Goal of the exercise
Give the material below again with every "Solution" changed to "Result" and everything else unchanged, leaving the pictures out.

Data entries
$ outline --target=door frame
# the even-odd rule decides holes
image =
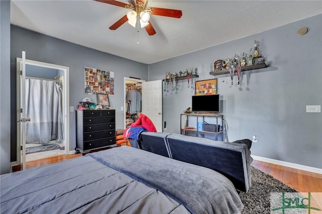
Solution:
[[[20,71],[21,70],[21,66],[22,63],[22,59],[21,58],[17,58],[17,75],[20,75]],[[64,123],[64,143],[65,145],[64,153],[65,154],[69,154],[69,67],[62,65],[56,65],[54,64],[50,64],[43,62],[31,60],[26,59],[26,64],[32,65],[36,66],[43,67],[46,68],[52,68],[57,70],[62,70],[64,72],[64,79],[63,81],[63,121]],[[17,81],[19,76],[17,76]],[[18,84],[18,82],[17,82]],[[19,86],[17,85],[17,87]],[[17,90],[17,101],[20,97],[20,91]],[[18,111],[19,103],[17,102],[17,118],[19,118],[20,115],[20,111]],[[21,142],[19,141],[20,139],[21,130],[17,126],[17,161],[16,162],[11,162],[11,166],[15,166],[22,164],[21,160],[21,150],[20,150]]]
[[[145,81],[145,80],[143,80],[142,79],[135,79],[134,78],[130,78],[130,77],[124,77],[124,85],[123,85],[123,89],[124,90],[124,92],[123,93],[123,102],[123,102],[123,118],[124,118],[123,127],[124,129],[126,128],[126,122],[125,121],[125,120],[126,120],[126,81],[133,81],[137,82],[140,82],[141,83]]]

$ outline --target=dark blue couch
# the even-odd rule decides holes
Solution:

Task result
$ outline --target=door frame
# the even-odd rule decides holes
image =
Result:
[[[20,71],[21,70],[21,66],[22,63],[22,59],[21,58],[17,58],[17,75],[20,75]],[[64,123],[64,143],[65,145],[64,153],[65,154],[69,154],[69,67],[62,65],[56,65],[54,64],[50,64],[43,62],[31,60],[26,59],[26,64],[32,65],[36,66],[43,67],[46,68],[52,68],[57,70],[62,70],[64,72],[64,79],[63,81],[63,121]],[[17,81],[19,76],[17,76]],[[18,84],[18,82],[17,82]],[[19,86],[17,85],[17,87]],[[17,90],[17,101],[20,97],[20,91]],[[18,111],[19,103],[17,102],[17,118],[19,118],[20,115],[20,111]],[[21,142],[19,141],[20,139],[21,130],[17,126],[17,161],[16,162],[11,162],[11,166],[15,166],[22,164],[21,160],[21,150],[20,150]]]
[[[145,81],[145,80],[143,80],[142,79],[135,79],[134,78],[130,78],[130,77],[124,77],[124,85],[123,85],[123,89],[124,90],[124,92],[123,93],[123,102],[123,102],[123,118],[124,118],[123,127],[124,129],[126,128],[126,122],[125,121],[125,120],[126,120],[126,81],[133,81],[137,82],[140,82],[141,83]]]

$ outline --target=dark blue couch
# the even-odd rule decides holes
Result:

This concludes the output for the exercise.